◆ **WHAT TO DO**
• a. Copy the passage of the relationship post starting at "TLDR: My partner" and ending at "you. End it.".
• b. Proceed with the relationship post, continuing it from the point where it stops.
TEXT FOR ANALYSIS Block Start
And it bothers me a lot, because he’s still in touch with a lot of them, as they do a lot of activities such as many different hobbies together (hiking, camping with a bunch of people). I’ve had only very few boyfriends and I don’t keep in touch with any of them, as I’d find that weird for me and my potential partner. Also, I don’t feel really special in this relationship, I feel more like a bro, who he bangs, and he gets affectionate very rarely. He has a daughter and ex with who he meets every second day as they live very close. How do I manage with me being over jealous and not feeling good enough? I should mention maybe that I’m an average, while he’s pretty sexy and good-looking. We started being exclusive about 2 months ago, but we first hooked up 6 months ago.

TLDR: My partner has a wide past with girls while I don’t, and I don’t know how to manage with me not comparing myself to his exes.

6 comments
  1. All of this screams you aren’t compatible.

    He doesn’t see past-sex as a bar to a platonic relationship going forward, you do.

    You prefer for your partner to be very affectionate with you, he doesn’t.

    He has a close supportive relationship with his ex who he coparents with, and as that is part of his relationship with his daughter, he will always prioritise that over you.

    This is not a relationship that suits you. End it.

    To avoid this going forward: it sounds like this is a precedent you actually set. You were fwb with this guy, and then decided on exclusivity. You didn’t actually change the relationship, you just decided not to fuck other people. So of course he has carried on a you were just without anyone else. In future you should probably speak up and say “hey, I’m catching feelings for you, and would like a relationship with you but what we’ve been doing until now isn’t a relationship in my eyes. I’d like exclusivity, actual dates and more affection. Would you be up for that?” If the answer is no, that person is not for you.
TEXT FOR ANALYSIS Block End
RECORDED INFORMATION Block Start
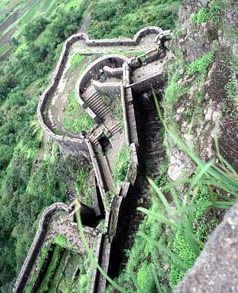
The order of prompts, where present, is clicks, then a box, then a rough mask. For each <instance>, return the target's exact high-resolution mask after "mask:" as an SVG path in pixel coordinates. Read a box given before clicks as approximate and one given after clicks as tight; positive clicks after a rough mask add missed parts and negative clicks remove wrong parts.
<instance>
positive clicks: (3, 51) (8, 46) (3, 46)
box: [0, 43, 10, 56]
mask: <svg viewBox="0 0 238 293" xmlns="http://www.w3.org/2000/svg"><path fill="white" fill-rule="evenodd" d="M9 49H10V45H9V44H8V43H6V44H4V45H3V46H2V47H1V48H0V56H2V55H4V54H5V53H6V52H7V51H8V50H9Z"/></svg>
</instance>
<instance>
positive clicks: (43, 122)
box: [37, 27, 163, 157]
RECORDED INFORMATION Block End
RECORDED INFORMATION Block Start
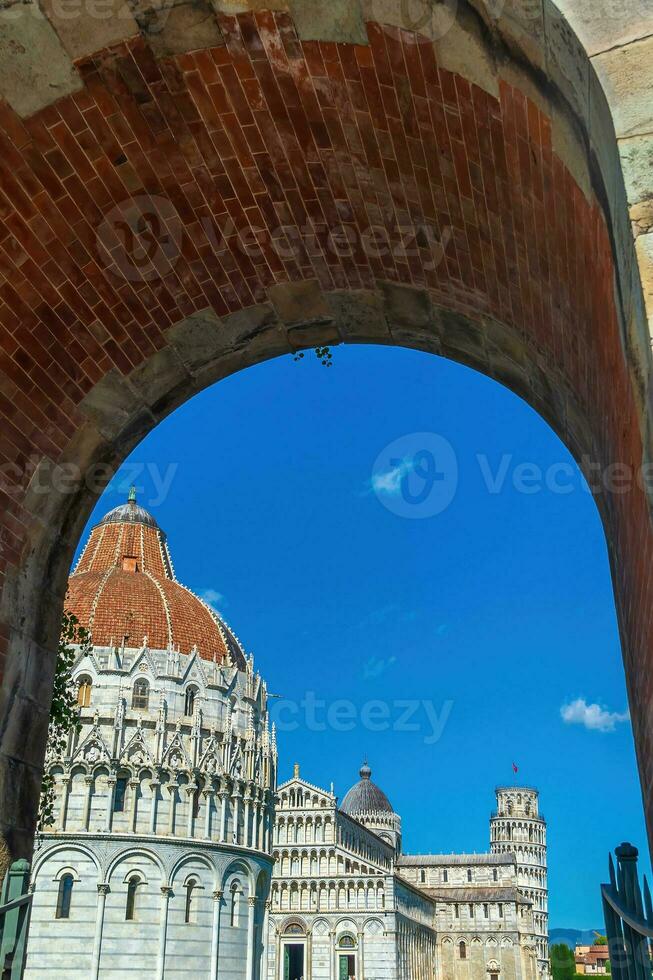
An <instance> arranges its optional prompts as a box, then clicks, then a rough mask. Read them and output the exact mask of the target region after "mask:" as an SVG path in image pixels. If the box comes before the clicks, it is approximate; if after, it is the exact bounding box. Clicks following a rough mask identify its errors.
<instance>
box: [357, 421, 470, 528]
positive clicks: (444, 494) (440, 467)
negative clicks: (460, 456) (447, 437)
RECORDED INFORMATION Block End
◆ **TASK RESPONSES**
• a.
TLDR: My partner has a wide past with girls while I don’t, and I don’t know how to manage with me not comparing myself to his exes.

6 comments
  1. All of this screams you aren’t compatible.

    He doesn’t see past-sex as a bar to a platonic relationship going forward, you do.

    You prefer for your partner to be very affectionate with you, he doesn’t.

    He has a close supportive relationship with his ex who he coparents with, and as that is part of his relationship with his daughter, he will always prioritise that over you.

    This is not a relationship that suits you. End it.

• b.
  2. It seems you both treat sex as something different.

    To you, it is something very intimate, a form of love.

    To him, it is just an activity to get rid of the sexual tension.

    I’m just like you when it comes to sex and hence why I sought a partner that has the same view (we have been together 8 years now). Neither your bf or you are wrong, however it seems that maybe you are a bit too young to be with someone who already has a child and a very close relationship with the mother of his daughter?

    When you are dating someone with children, you are also ‘dating’ the children and their ex-partner. Dating a parent means you are never going to be the no1 priority, that there will be a lot of other responsibilities involved, and also that any decision-making needs to include their child and the ex. You are quite young, I would urge you to reconsider dating fathers. It requires a lot, and many people are not ready for that. I’m 30 and I love children, but I am well aware that the lack of freedom and the sacrifice that comes with the dating the dad territory is just too much. He’s a parent, his priorities are much different than yours.

  3. >I don’t feel really special in this relationship, I feel more like a bro, who he bangs, and he gets affectionate very rarely.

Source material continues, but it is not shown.